— AIM OF THE EXERCISE —
Locate each line in the items below that contains the string "pixels", matching case exactly, and copy those lines in full.

— DATA UNDER STUDY —
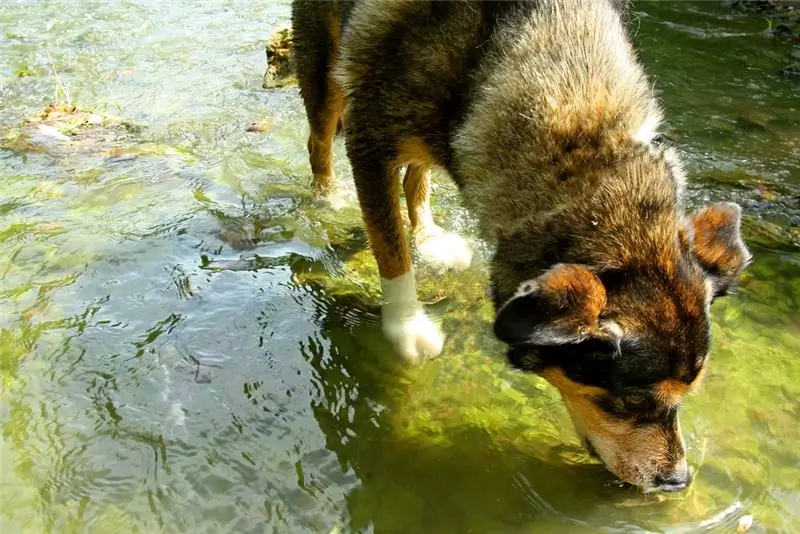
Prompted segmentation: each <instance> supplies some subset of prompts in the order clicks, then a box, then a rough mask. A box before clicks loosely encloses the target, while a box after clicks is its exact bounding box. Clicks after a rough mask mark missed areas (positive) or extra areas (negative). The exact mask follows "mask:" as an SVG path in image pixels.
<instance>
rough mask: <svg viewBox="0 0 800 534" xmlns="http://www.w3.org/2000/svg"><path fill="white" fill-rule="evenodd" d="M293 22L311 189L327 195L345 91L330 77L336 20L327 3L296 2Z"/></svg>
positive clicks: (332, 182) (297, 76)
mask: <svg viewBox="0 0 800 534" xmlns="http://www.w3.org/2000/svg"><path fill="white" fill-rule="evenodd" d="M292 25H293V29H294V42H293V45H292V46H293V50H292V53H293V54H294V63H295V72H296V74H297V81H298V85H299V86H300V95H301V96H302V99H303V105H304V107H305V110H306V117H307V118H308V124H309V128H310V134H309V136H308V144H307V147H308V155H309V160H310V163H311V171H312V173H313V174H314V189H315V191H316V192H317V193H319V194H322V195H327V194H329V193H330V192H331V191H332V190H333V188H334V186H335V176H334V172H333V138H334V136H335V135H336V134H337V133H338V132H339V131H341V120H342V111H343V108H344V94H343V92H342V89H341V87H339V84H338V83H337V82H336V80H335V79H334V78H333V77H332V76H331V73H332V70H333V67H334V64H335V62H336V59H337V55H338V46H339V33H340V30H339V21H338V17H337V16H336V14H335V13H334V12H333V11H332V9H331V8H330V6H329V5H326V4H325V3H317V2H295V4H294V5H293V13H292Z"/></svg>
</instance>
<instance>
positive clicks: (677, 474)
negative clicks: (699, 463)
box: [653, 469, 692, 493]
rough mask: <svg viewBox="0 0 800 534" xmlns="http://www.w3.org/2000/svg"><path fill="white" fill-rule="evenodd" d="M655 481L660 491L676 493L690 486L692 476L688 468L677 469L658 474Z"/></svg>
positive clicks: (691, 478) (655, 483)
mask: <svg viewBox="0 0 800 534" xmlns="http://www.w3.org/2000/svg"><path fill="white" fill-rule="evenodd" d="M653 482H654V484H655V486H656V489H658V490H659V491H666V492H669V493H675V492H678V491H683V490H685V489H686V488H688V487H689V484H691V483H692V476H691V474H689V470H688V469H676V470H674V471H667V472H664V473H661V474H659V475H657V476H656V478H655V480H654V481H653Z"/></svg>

* * *

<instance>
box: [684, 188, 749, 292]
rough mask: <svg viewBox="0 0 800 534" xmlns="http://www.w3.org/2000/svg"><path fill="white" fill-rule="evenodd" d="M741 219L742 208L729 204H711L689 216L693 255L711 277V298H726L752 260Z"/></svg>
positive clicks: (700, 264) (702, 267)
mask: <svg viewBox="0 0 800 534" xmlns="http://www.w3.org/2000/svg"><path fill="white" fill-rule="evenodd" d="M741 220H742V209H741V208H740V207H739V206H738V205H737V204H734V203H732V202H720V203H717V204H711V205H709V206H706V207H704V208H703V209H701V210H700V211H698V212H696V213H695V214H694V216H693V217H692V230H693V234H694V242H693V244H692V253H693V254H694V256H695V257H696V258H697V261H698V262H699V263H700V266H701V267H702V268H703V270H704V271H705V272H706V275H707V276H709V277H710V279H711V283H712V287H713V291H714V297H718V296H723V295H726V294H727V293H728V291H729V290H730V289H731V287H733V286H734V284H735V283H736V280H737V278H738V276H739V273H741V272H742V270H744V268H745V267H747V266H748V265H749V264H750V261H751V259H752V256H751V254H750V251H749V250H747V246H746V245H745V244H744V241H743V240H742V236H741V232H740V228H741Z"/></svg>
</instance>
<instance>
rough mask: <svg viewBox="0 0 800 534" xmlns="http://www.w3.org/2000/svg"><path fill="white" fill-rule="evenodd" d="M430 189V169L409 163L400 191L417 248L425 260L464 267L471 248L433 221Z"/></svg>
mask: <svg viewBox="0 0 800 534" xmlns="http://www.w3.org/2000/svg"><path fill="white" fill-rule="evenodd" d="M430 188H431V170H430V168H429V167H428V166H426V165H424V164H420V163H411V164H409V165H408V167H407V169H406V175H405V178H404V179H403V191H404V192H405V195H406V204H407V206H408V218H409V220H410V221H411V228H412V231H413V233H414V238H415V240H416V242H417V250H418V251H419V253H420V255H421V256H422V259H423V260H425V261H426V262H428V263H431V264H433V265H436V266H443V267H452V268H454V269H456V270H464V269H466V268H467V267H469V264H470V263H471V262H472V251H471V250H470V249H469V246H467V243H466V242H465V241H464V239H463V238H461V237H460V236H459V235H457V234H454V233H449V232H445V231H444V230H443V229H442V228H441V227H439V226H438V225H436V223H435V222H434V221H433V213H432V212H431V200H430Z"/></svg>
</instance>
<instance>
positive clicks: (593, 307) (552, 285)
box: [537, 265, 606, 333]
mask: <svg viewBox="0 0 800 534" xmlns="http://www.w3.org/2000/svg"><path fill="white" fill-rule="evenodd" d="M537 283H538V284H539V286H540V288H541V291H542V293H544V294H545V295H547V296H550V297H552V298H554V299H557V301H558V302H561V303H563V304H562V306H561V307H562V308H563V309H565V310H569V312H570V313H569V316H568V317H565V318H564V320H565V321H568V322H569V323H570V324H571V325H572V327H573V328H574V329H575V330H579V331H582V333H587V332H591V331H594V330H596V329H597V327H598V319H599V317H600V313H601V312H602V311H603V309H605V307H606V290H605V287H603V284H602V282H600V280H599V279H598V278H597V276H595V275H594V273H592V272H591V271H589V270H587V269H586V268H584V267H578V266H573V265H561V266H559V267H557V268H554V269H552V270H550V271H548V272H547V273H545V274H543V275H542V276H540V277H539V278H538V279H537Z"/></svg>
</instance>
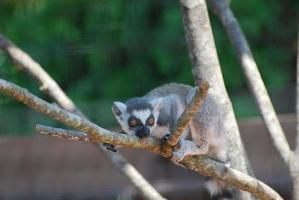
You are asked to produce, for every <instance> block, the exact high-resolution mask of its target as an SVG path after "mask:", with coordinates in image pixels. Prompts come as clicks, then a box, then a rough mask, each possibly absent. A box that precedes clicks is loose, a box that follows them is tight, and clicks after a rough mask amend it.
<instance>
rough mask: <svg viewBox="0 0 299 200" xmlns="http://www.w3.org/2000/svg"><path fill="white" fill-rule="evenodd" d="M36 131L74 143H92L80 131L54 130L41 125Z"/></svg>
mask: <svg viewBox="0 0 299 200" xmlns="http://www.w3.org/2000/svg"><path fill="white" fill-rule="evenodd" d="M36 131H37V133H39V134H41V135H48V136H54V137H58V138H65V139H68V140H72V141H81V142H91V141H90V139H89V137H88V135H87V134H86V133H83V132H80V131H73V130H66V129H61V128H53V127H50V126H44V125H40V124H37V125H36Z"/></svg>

— YOUR RESPONSE —
Prompted segmentation: each <instance> supplies some subset of prompts in the order clicks, then a box, then a rough mask. A box before clicks loosely encloses the target, while a box after clicks is its exact bounding box. Clicks after a rough mask mark missed areas (positive) or extra areas (negative). The exact mask follows "mask:" as an SVG path in image pixels.
You are asked to produce, for every <instance> block, the exact high-resolution mask of its target as an SVG path after "mask:", with coordinates in image pixels. Prompts come as clicks, then a box, then a rough mask, each possibly absent. A box that precedes clicks is loose, a box that follows them is tight, and clicks after a rough mask amend it.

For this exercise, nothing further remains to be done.